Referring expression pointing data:
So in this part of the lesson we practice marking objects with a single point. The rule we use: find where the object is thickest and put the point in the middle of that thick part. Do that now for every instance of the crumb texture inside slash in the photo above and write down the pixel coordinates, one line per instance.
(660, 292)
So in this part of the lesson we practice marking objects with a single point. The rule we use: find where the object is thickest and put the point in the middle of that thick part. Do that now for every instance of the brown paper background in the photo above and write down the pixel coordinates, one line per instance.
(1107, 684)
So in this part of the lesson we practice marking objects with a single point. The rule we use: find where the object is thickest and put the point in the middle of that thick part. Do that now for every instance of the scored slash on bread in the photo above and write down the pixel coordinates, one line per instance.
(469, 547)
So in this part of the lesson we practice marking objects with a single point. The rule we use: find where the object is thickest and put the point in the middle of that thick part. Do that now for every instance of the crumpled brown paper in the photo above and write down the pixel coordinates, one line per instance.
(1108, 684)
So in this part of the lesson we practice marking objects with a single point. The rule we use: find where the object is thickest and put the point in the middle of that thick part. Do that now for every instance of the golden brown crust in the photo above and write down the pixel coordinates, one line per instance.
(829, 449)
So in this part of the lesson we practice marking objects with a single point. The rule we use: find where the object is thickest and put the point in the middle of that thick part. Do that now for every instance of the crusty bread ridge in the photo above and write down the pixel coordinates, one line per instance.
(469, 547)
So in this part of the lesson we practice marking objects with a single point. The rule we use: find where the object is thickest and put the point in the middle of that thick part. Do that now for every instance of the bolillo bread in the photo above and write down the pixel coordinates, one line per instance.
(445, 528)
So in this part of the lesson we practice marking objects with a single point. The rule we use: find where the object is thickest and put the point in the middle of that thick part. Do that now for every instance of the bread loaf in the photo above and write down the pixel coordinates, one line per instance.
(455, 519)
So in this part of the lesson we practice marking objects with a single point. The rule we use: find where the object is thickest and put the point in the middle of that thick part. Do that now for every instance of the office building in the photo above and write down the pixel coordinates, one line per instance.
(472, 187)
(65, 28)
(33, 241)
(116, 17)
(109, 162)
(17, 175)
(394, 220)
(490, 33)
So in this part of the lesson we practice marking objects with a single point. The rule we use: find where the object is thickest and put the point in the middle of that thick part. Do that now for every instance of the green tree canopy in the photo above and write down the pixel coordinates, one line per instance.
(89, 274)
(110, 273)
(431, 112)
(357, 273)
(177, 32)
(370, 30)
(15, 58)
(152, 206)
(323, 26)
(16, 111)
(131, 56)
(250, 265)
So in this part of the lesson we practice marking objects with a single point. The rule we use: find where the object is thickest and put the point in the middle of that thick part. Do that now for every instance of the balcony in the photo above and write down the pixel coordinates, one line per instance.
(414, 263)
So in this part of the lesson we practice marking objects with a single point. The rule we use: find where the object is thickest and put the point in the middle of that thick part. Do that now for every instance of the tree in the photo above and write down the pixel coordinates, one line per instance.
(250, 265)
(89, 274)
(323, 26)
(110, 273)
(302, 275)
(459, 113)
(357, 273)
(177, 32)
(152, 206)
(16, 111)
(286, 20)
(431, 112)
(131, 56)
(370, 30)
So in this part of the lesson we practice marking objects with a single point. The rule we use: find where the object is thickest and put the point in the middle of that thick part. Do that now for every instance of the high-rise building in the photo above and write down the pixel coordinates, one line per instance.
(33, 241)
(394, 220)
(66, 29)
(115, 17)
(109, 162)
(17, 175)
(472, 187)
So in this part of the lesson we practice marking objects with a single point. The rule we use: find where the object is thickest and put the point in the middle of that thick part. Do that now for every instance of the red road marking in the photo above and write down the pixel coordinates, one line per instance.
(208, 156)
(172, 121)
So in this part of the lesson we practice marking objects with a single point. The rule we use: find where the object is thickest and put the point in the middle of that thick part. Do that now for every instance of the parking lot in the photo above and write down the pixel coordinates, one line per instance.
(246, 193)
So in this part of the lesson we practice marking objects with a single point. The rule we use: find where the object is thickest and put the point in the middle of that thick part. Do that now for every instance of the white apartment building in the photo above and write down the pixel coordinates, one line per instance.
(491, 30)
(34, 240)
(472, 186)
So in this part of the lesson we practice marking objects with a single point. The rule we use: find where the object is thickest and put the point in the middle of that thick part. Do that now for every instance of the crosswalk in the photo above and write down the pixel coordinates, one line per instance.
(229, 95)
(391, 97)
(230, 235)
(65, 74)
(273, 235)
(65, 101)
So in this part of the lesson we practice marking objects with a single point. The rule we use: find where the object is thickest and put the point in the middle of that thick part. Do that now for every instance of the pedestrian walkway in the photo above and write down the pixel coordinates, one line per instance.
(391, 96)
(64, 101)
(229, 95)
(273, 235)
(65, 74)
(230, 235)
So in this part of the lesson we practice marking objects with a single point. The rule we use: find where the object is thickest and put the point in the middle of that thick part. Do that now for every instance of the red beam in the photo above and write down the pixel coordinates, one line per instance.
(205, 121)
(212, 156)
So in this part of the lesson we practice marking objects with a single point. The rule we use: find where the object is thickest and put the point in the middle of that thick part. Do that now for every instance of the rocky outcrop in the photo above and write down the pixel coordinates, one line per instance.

WHAT NEEDS TO BE DONE — Reproduce the entries above in full, exactly as they read.

RESULT OF THIS EXERCISE —
So in this part of the lesson we practice marking objects with a single point. The rule we use: find where the object is thickest and put the point in the middle of that thick part. Do that now for every instance of the crumb texture inside slash in the photo above and write down the pixel coordinates, one line per instance.
(660, 292)
So in this part of the lesson we practice marking objects with a single point. The rule we use: find where the object is thickest and put the point in the middle of that thick part. Do that now for every instance of the brown paper background in the photo above and write down the pixel coordinates, one line per instance.
(1107, 684)
So in this part of the lesson we practice marking objects with a single point. The rule we use: find where the object is thickest and put the point in the middle of that thick part. Do that now for every instance of the scored slash on bread in the photo above and write down the pixel coordinates, one line per instance.
(469, 547)
So in this part of the lesson we practice marking objects with a single point. The rule we use: find where the object is thickest and put the point in the middle of that thick part. Do that now for every instance of the crumpled brown paper in the photo above and write down the pixel coordinates, one line per instance.
(1108, 684)
So in this part of the lesson we practice marking objects with a single point. The rule we use: find where the object is thickest and put the point in the middle of that thick part. Do that now for every instance of the golden brown crust in the photo above and write down the pixel coordinates, one line per instance.
(829, 449)
So in this part of the lesson we practice marking objects with a single point. The rule we use: find where the object is thickest and put the point in the middle of that thick part. Do that now for every instance of the crusty bread ridge in the photo above and write down the pixel coordinates, one line per instance.
(469, 547)
So in this part of the lesson we practice marking objects with a single point. The rule we use: find where the object is thickest and put the point in the middle of that thick part. Do that now for every instance of the bolillo bread in the photo above and write down the pixel coordinates, one line per instance.
(445, 528)
So in this part of the lesson we practice marking objects with a single point. The rule we use: find where the object is thickest and put the point in the middle of that thick part. Do that now for every instance of the bread loaf in the photo above and write down the pixel coordinates, one line per instance.
(455, 519)
So in this part of the lesson we practice marking objects with a single point. The rule we use: find where the object is thickest and put the point in the middle of that thick part. Do that now for every instance of the office building in the photo above and write down the pixel coordinates, one line per instance.
(472, 187)
(65, 28)
(33, 241)
(116, 17)
(109, 162)
(17, 175)
(394, 220)
(490, 33)
So in this part of the lesson we practice marking objects with a single point. The rule we use: find where the object is thickest and put the point in the middle of that thick part. Do that now for every instance of the green tree canopy in the photo above and write down the pixel coordinates, one line per instance.
(89, 274)
(110, 273)
(431, 112)
(357, 273)
(177, 32)
(370, 30)
(15, 58)
(152, 206)
(323, 26)
(16, 111)
(131, 56)
(250, 265)
So in this part of the lesson we practice marking objects with a single point. The rule we use: find where the object is thickest and put the point in the middle of that thick part. Do that now for every instance of the balcony in the photo above and write down the pixel coordinates, one line per instance.
(414, 263)
So in this part of the lesson we practice marking objects with a single point. The rule we use: find where the object is thickest and put the point in the middle of that thick part. Do that now for every instance of the tree in the photo above and write down the pixel coordinates, one line per instance.
(250, 265)
(89, 274)
(323, 26)
(110, 273)
(302, 275)
(459, 113)
(357, 273)
(177, 32)
(152, 206)
(16, 111)
(286, 20)
(431, 112)
(131, 56)
(370, 30)
So in this part of the lesson we practice marking objects with a single point. The rule we use: find where the object is thickest and put the point in the middle of that thick part. Do that now for every instance of the high-rise building in the photo above and write down the pixel coordinates, one line per instance.
(33, 241)
(394, 220)
(66, 29)
(115, 17)
(109, 162)
(17, 175)
(472, 187)
So in this part of the lesson we practice marking objects with a single point. The rule we use: find where the object is thickest and put the point in the middle of that thick part. Do that now for every instance of the red road marking in the photo above and write down the pixel coordinates, one line per instance.
(208, 156)
(172, 121)
So in this part of the lesson we practice marking objects with a single point. The rule we use: find where the object is thickest and put the point in the middle of that thick part. Do that now for every instance of the parking lot in the photo above and write down the pixel coordinates, one line per instance.
(246, 193)
So in this part of the lesson we practice marking objects with a single point. The rule we use: find where the object is thickest and put the point in the middle of that thick part. Do that now for every instance of the white apartment building in the photo above and write down the pixel coordinates, one line per instance.
(491, 30)
(34, 240)
(472, 186)
So in this part of the lesson we practice marking objects with a single point. The rule we use: find where the object is thickest and put the point in the middle of that thick part. Do that now for every instance of the crosswalk in the photo above and write down the pixel coordinates, one line per instance.
(229, 95)
(391, 97)
(230, 235)
(65, 74)
(273, 235)
(65, 101)
So in this part of the lesson we practice marking objects with a single point. The rule we use: find where the object is thickest and put the point in the middle of that thick part. Do that now for every instance of the pedestrian walkway in the photo above and write down the pixel coordinates, one line per instance.
(391, 96)
(64, 101)
(229, 95)
(273, 235)
(65, 74)
(230, 235)
So in this part of the lesson we practice marking objects with a single point. The rule we use: find where the object is thickest and put the point in the middle of that thick part. Do that now for every instance of the red beam in the photo above and write down the pixel coordinates, one line per instance.
(205, 121)
(212, 156)
So in this part of the lesson we practice marking objects with a single point. The rule we use: find where the object is thickest and put the point in the middle of that thick part. Do that now for every instance of the rocky outcrop in the photo above and write down the pixel coordinates, one line per instance.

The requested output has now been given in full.